(Dataset items)
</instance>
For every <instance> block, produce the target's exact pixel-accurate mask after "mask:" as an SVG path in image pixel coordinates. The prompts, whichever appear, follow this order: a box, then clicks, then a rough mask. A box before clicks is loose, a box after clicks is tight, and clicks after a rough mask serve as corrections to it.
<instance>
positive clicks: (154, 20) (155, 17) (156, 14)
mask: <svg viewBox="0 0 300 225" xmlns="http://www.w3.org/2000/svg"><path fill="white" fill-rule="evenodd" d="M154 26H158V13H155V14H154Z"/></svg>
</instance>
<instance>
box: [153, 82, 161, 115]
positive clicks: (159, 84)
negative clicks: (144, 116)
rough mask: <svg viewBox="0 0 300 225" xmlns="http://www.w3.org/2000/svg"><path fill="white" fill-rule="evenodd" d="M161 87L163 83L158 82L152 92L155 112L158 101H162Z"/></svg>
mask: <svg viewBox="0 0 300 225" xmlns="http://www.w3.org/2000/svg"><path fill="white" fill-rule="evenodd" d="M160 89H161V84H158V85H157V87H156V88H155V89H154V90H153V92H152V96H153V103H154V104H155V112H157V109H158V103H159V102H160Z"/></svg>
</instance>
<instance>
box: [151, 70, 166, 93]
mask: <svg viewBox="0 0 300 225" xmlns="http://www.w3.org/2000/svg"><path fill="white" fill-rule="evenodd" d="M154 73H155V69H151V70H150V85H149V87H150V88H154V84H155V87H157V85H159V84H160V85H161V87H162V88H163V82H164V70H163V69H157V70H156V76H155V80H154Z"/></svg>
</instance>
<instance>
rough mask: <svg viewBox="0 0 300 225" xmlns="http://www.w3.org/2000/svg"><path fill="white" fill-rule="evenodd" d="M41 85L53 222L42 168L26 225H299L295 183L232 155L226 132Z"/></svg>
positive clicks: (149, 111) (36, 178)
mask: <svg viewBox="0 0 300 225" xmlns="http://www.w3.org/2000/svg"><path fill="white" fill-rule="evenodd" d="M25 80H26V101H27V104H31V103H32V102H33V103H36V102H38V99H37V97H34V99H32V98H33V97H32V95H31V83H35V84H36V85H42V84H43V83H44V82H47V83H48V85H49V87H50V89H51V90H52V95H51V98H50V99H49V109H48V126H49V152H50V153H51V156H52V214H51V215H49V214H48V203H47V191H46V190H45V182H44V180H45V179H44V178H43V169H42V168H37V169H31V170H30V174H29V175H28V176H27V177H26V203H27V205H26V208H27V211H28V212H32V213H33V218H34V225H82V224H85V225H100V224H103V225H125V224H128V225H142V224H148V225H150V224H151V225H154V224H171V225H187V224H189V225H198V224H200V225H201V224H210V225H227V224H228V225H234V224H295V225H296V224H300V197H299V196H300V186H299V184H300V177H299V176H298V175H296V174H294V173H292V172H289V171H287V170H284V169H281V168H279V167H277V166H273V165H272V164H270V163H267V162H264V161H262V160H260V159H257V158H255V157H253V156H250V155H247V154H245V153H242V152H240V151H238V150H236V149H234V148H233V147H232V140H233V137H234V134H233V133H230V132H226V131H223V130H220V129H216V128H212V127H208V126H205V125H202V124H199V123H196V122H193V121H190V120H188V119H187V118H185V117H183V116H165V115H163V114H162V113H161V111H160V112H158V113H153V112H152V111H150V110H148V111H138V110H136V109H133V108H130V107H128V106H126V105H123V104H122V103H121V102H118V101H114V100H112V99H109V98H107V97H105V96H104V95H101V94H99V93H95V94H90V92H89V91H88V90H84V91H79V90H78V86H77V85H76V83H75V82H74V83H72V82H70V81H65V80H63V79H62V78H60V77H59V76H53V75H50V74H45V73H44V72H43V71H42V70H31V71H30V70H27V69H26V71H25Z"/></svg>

**WHAT NEEDS TO BE DONE:** Once more, write out the entries exactly as they were written.

**RESULT:**
</instance>
For every <instance> block, produce the target's exact pixel-accurate mask after "mask:" as an SVG path in image pixel coordinates. The prompts, whichever appear, follow this order: a box, then clicks, then a rough mask. A box before clicks is loose, a box after clicks is tight, and clicks after a rough mask serve as corrections to it.
<instance>
positive clicks: (154, 20) (155, 17) (156, 14)
mask: <svg viewBox="0 0 300 225" xmlns="http://www.w3.org/2000/svg"><path fill="white" fill-rule="evenodd" d="M154 26H158V13H155V14H154Z"/></svg>
</instance>
<instance>
box: [153, 82, 161, 115]
positive clicks: (159, 84)
negative clicks: (144, 116)
rough mask: <svg viewBox="0 0 300 225" xmlns="http://www.w3.org/2000/svg"><path fill="white" fill-rule="evenodd" d="M161 87L163 83L158 82L152 92L155 112L158 101H162Z"/></svg>
mask: <svg viewBox="0 0 300 225" xmlns="http://www.w3.org/2000/svg"><path fill="white" fill-rule="evenodd" d="M160 89H161V84H158V85H157V87H156V88H155V89H154V90H153V92H152V96H153V103H154V104H155V112H157V109H158V103H159V102H160Z"/></svg>
</instance>
<instance>
box: [151, 70, 166, 93]
mask: <svg viewBox="0 0 300 225" xmlns="http://www.w3.org/2000/svg"><path fill="white" fill-rule="evenodd" d="M154 73H155V69H151V70H150V85H149V87H150V88H154V84H155V87H157V85H159V84H160V85H161V87H162V88H163V82H164V70H163V69H157V70H156V76H155V80H154Z"/></svg>
</instance>
<instance>
rough mask: <svg viewBox="0 0 300 225" xmlns="http://www.w3.org/2000/svg"><path fill="white" fill-rule="evenodd" d="M41 85L53 222L42 168L26 225H299L295 183L232 155L226 132Z"/></svg>
positive clicks: (149, 111) (36, 178)
mask: <svg viewBox="0 0 300 225" xmlns="http://www.w3.org/2000/svg"><path fill="white" fill-rule="evenodd" d="M25 80H26V101H27V104H31V103H32V102H33V103H36V102H38V99H37V97H34V99H32V98H33V97H32V95H31V83H35V84H36V85H42V84H43V83H44V82H47V83H48V85H49V87H50V89H51V90H52V95H51V98H50V99H49V109H48V126H49V152H50V153H51V156H52V214H51V215H49V214H48V203H47V191H46V190H45V182H44V180H45V179H44V178H43V169H42V168H37V169H31V170H30V174H29V175H28V176H27V177H26V203H27V205H26V208H27V211H28V212H32V213H33V218H34V225H82V224H85V225H100V224H103V225H125V224H128V225H142V224H148V225H150V224H151V225H154V224H171V225H187V224H189V225H198V224H200V225H201V224H210V225H227V224H228V225H234V224H295V225H296V224H300V197H299V196H300V186H299V184H300V177H299V176H298V175H296V174H294V173H292V172H289V171H287V170H284V169H281V168H279V167H277V166H273V165H272V164H270V163H267V162H264V161H262V160H260V159H257V158H255V157H253V156H250V155H247V154H245V153H242V152H240V151H238V150H236V149H234V148H233V147H232V140H233V137H234V134H233V133H230V132H226V131H223V130H220V129H216V128H212V127H208V126H205V125H202V124H199V123H196V122H193V121H190V120H188V119H187V118H185V117H183V116H165V115H163V114H162V113H161V111H160V112H158V113H153V112H152V111H150V110H148V111H138V110H136V109H133V108H130V107H128V106H126V105H123V104H122V103H121V102H118V101H114V100H112V99H109V98H107V97H105V96H104V95H101V94H99V93H95V94H90V92H89V91H88V90H84V91H79V90H78V86H77V85H76V83H75V82H74V83H72V82H70V81H65V80H63V79H62V78H60V77H59V76H53V75H50V74H45V73H44V72H43V71H42V70H31V71H30V70H27V69H26V71H25Z"/></svg>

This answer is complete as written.